-- start of Provided text --

‘Fifty shades of fascinating’ barely begins to cover it.
The high-definition, multi-angle level of interest – not to mention raw controversy – surrounding master director Ridley Scott‘s latest movie has baited a hook that’s been hard to look away from.
The on-screen goings on are crazy-interesting for starters. This film depicts the real-life kidnapping back in 1973 of the 16-year-old grandson of billionaire oil tycoon Jean Paul Getty, who only seven years previously, had been named as the world’s richest man. More on that later.
The other aspect to this film bumping up its interest factor are the off-screen events surrounding the unprecedented recasting of one of the film’s major supporting characters. In case you missed it, just seven weeks ago the film’s producers made the decision to recast the role played by Kevin Spacey after the actor became the subject of a slew of historical sexual harassment claims from roughly a dozen independent and unconnected claimants.
This involved hiring another actor (88-year-old Canadian Christopher Plummer) to play Spacey’s role, requiring 22 scenes (400 shots) be filmed all over again. The crew is reported to have worked 18 hour days to complete the monumental feat which added $10 million to the film’s budget. Co stars Mark Wahlberg and Michelle Williams (ex partner of Heath Ledger) also agreed to come back to reshoot scenes together with Plummer.
Filmmakers have had to reshoot parts of films before – two examples that come to mind are when Paul Walker died during a break in filming for FAST & FURIOUS 7 and when Oliver Reed suffered a fatal heart attack during a break from filming GLADIATOR (another Ridley Scott movie) – but reshooting a film to the extent that Scott undertook for ALL THE MONEY IN THE WORLD under the circumstances that prompted it and within such an insanely small timeframe, has never been done before.
As to the drama on screen, there’s flood-level amounts of that as well – all of it depicting in accurate detail the true life events of the 1973 kidnapping and ransom demand.
As history records it, at 3 a.m. on 10 July 1973, John Paul Getty III then age 16, was kidnapped from the Piazza Farnese – a building that today serves as the French Embassy in Italy – in Rome. He was blindfolded, transported, and imprisoned in a mountain hideout in the southern Italian region of Calabria. A ransom note was received, demanding $17 million in exchange for his safe return. When that ransom message arrived, some family members suspected the kidnapping was merely a ploy by the rebellious youngster (who had been previously expelled from Boarding School) as he had frequently joked about staging his own kidnapping to extract money from his notoriously frugal grandfather John Paul Getty.
A second demand was received, but had been delayed by an Italian postal strike.
John Paul Getty II asked his father, John Paul Getty, for the money, but was refused arguing that, were he to pay the ransom, his 14 other grandchildren could also be kidnapped.

-- end of Provided text --

* _Instructions for the task_:
Can you retype everything in the film review above, from "This involved hiring" down to "together with Plummer.", with every word kept the same?

-- start of Dataset content --

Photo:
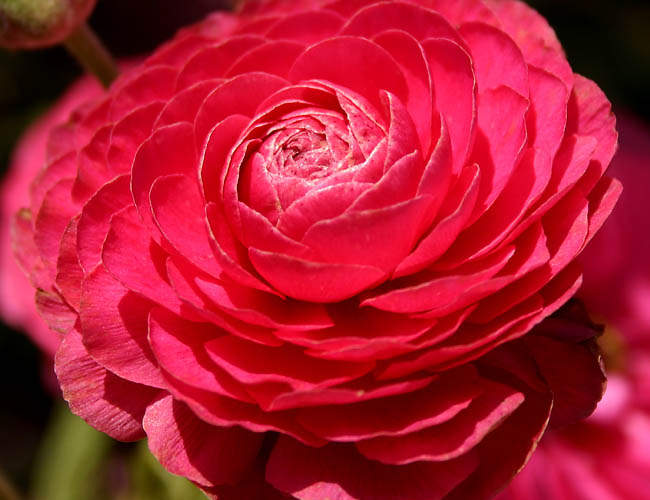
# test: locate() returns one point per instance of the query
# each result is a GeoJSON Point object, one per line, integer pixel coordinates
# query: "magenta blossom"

-- end of Dataset content --

* _Answer to this exercise_:
This involved hiring another actor (88-year-old Canadian Christopher Plummer) to play Spacey’s role, requiring 22 scenes (400 shots) be filmed all over again. The crew is reported to have worked 18 hour days to complete the monumental feat which added $10 million to the film’s budget. Co stars Mark Wahlberg and Michelle Williams (ex partner of Heath Ledger) also agreed to come back to reshoot scenes together with Plummer.